Task to carry out — Leave the pictures behind and repeat all the entries exactly.

"""

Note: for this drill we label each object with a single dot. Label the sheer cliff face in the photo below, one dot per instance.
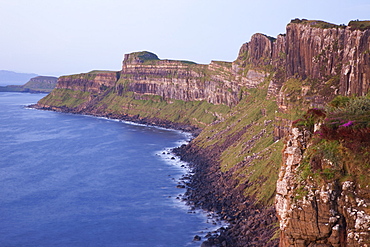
(312, 214)
(321, 53)
(309, 50)
(93, 82)
(216, 83)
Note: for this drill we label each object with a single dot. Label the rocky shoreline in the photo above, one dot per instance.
(214, 191)
(209, 189)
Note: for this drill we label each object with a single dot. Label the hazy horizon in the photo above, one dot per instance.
(56, 38)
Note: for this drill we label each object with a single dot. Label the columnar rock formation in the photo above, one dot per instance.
(306, 67)
(312, 214)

"""

Output below —
Note: for this drill we label each object with a single dot. Label the sheer cliff face in the photo below, one dot per instance.
(312, 214)
(321, 53)
(309, 50)
(93, 82)
(216, 83)
Note: for this drill we label each object with a single dot. Label the rocky shoreline in the photo above, one dot per instance.
(214, 191)
(209, 189)
Note: for this drill we label each object with a single dot. Label the hazy horizon in the photo above, one dot per instance.
(56, 38)
Note: for this drill we label each object with a single dot. Label the columnar rock formation in the photo above, one dot per instance.
(306, 67)
(312, 214)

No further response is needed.